EXERCISE TASK: Convert the records below into a Markdown table with two columns, "Row" and "Record line". Give each line its own numbered row and skip any blank lines.

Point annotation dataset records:

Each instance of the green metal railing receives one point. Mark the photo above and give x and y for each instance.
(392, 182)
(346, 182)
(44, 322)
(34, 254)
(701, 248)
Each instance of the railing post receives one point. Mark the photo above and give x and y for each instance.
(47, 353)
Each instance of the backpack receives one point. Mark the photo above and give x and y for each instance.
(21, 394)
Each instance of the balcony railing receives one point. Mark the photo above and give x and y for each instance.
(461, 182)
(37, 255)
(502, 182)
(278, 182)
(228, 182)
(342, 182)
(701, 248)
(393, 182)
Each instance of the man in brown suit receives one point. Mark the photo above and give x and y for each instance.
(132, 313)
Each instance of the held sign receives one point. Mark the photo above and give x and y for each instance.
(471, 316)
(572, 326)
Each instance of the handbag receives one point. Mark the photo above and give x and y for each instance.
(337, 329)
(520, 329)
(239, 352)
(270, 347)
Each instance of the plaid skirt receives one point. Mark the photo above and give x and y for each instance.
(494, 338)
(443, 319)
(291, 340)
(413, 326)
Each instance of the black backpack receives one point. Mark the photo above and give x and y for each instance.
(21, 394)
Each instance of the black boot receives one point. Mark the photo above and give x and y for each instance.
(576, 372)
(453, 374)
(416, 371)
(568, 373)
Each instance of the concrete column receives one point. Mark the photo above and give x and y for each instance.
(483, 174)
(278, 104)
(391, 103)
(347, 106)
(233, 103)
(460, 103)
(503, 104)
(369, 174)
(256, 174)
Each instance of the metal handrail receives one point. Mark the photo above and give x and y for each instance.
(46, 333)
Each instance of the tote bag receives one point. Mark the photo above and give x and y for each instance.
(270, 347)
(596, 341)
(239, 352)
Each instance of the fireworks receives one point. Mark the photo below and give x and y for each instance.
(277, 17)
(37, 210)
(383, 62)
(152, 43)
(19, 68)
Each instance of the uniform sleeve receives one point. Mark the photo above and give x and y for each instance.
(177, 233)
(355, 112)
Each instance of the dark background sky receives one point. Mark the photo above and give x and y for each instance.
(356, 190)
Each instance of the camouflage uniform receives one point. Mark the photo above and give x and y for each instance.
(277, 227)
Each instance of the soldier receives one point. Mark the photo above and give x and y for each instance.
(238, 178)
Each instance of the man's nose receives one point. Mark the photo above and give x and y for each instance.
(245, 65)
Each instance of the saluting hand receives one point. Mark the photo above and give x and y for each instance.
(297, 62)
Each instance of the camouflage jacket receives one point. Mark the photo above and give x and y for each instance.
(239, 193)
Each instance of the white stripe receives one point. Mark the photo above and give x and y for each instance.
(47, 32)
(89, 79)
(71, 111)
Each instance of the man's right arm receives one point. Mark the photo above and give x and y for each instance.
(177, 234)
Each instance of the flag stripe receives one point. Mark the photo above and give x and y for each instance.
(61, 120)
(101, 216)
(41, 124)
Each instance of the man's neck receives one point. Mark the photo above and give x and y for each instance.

SOLUTION BELOW:
| Row | Record line |
|---|---|
| 1 | Each instance of the green metal railing receives one point. Mark the photo above and give x and y for each instance. |
| 2 | (392, 182) |
| 3 | (346, 182) |
| 4 | (44, 322) |
| 5 | (34, 254) |
| 6 | (701, 248) |
| 7 | Each instance of the railing post receives one point. Mark the photo above and give x and y for each instance. |
| 8 | (47, 353) |
| 9 | Each instance of the backpack receives one point. Mark the photo above and give x and y for each instance. |
| 10 | (21, 394) |
| 11 | Each instance of the balcony railing receives one point. Mark the photo above and give x and y for each instance. |
| 12 | (461, 182) |
| 13 | (37, 255) |
| 14 | (502, 182) |
| 15 | (278, 182) |
| 16 | (228, 182) |
| 17 | (342, 182) |
| 18 | (701, 248) |
| 19 | (393, 182) |
| 20 | Each instance of the man in brown suit receives one point. Mark the photo above and give x and y for each instance. |
| 21 | (132, 313) |
| 22 | Each instance of the held sign receives one point. Mark the photo above and give x and y for each instance. |
| 23 | (471, 316) |
| 24 | (572, 326) |
| 25 | Each instance of the handbag receives one point. Mark the photo above and give x and y for each instance. |
| 26 | (337, 329) |
| 27 | (520, 329) |
| 28 | (239, 352) |
| 29 | (270, 347) |
| 30 | Each instance of the plaid skirt receives one point. Mark the photo above and give x and y for each instance. |
| 31 | (494, 338) |
| 32 | (443, 319) |
| 33 | (291, 340) |
| 34 | (413, 326) |
| 35 | Each instance of the black backpack receives one point. Mark the photo above and give x and y for each instance. |
| 36 | (21, 394) |
| 37 | Each instance of the black boot receives one point. Mark the photo above and give x and y for each instance. |
| 38 | (576, 372) |
| 39 | (453, 374) |
| 40 | (416, 371) |
| 41 | (568, 373) |
| 42 | Each instance of the concrete column receives one point. Mark the photo above and give x and y for each instance. |
| 43 | (483, 174) |
| 44 | (278, 104) |
| 45 | (391, 103) |
| 46 | (347, 106) |
| 47 | (233, 103) |
| 48 | (460, 103) |
| 49 | (503, 104) |
| 50 | (369, 174) |
| 51 | (256, 174) |
| 52 | Each instance of the metal handrail receives one point. Mark the photo above and give x and y for each instance. |
| 53 | (46, 333) |
| 54 | Each instance of the tote bag receives one point. Mark the photo above and give x and y for each instance. |
| 55 | (270, 347) |
| 56 | (596, 341) |
| 57 | (239, 352) |
| 58 | Each instance of the fireworks receives one point. Mark the photo below and give x and y for each instance. |
| 59 | (277, 17) |
| 60 | (37, 210) |
| 61 | (383, 62) |
| 62 | (152, 43) |
| 63 | (19, 68) |
| 64 | Each instance of the uniform sleeve receives one point. Mark the photo above and give x and y for each instance. |
| 65 | (177, 233) |
| 66 | (355, 112) |
| 67 | Each instance of the dark background sky receives one point. Mark the photo above and give x and y for each instance. |
| 68 | (356, 190) |
| 69 | Each instance of the camouflage uniform receives one point. Mark the photo above and give x and y for each instance. |
| 70 | (277, 227) |
| 71 | Each instance of the soldier receives one point. Mark the photo above and give x and y for each instance. |
| 72 | (238, 178) |
| 73 | Each instance of the man's nose receives one point. Mark the photo above and give x and y for each instance. |
| 74 | (245, 65) |
| 75 | Each instance of the saluting hand receives one point. Mark the photo above and give x and y for each instance. |
| 76 | (297, 62) |
| 77 | Each instance of the camouflage jacket receives one point. Mark the photo above and give x and y for each instance. |
| 78 | (239, 193) |
| 79 | Each instance of the white stripe receives one point. Mark the photo above and give x and y for each instance. |
| 80 | (47, 32) |
| 81 | (89, 79) |
| 82 | (71, 111) |
| 83 | Each instance of the man's right arm receives one point. Mark the photo above and give x and y for each instance. |
| 84 | (177, 234) |
| 85 | Each instance of the flag stripe receives one point. Mark the photo above and give x and y for each instance. |
| 86 | (61, 120) |
| 87 | (101, 216) |
| 88 | (41, 124) |
| 89 | Each instance of the man's neck receives one point. Mark the photo above and give x and y for each instance. |